WHAT YOU WILL DO: Rewrite the data starting at its beginning and ending at the line that contains "202], [126, 186]]", keeping every line, but decrease each vertex coordinate in the answers by 86.
— start SOURCE DATA —
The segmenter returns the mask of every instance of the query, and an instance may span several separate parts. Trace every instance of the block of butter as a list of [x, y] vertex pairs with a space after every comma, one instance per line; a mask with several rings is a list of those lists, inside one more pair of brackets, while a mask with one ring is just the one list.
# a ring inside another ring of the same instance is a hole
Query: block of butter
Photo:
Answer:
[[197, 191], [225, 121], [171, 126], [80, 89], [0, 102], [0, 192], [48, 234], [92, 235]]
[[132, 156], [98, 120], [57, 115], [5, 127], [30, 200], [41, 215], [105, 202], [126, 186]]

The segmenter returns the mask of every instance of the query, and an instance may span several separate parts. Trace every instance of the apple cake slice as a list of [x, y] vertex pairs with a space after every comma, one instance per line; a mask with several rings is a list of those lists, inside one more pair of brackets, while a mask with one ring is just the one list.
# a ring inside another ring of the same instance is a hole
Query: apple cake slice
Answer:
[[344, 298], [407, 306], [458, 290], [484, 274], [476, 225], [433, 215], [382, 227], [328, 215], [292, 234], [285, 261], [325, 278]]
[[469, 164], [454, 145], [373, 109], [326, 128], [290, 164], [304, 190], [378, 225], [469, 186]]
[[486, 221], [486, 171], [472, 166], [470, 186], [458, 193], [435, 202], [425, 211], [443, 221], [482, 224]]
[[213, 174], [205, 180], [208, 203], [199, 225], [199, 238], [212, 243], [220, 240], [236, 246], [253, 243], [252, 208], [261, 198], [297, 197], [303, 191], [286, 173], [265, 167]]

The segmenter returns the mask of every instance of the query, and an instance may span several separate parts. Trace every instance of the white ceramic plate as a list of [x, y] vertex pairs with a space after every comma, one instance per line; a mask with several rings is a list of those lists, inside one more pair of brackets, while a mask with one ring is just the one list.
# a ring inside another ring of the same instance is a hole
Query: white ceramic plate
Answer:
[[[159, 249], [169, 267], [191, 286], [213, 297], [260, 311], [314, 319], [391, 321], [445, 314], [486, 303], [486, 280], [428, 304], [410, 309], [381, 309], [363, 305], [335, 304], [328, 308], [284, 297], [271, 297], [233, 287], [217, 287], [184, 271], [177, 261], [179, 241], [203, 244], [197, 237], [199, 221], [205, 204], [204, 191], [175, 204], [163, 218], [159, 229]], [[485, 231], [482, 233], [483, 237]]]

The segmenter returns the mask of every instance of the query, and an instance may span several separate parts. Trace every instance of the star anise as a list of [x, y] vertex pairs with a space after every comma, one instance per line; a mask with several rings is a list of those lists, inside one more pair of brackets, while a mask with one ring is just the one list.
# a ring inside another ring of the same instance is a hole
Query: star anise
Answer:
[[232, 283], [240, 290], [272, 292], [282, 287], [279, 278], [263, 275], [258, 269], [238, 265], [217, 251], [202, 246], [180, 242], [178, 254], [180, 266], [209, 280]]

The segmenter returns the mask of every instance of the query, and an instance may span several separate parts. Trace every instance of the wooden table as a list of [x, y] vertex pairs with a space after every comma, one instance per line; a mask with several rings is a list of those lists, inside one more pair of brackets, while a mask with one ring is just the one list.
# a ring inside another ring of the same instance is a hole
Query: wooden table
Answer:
— end SOURCE DATA —
SOLUTION TO THE PROBLEM:
The segmenter returns the mask of every instance of the query, and an instance may span several separate parts. Trace every instance of the block of butter as a list of [x, y] vertex pairs with a space after every comma, one instance per line; a mask with several rings is a list of those lists, inside one more pair of brackets, while a mask with one ring is just the one list.
# a ring inside another ring of the same instance is a hole
Query: block of butter
Photo:
Answer:
[[111, 105], [139, 35], [85, 40], [-6, 3], [-86, 16], [-86, 106], [-38, 148], [6, 149]]
[[46, 70], [12, 34], [-29, 29], [-81, 41], [-56, 114], [-45, 129], [19, 116], [40, 100]]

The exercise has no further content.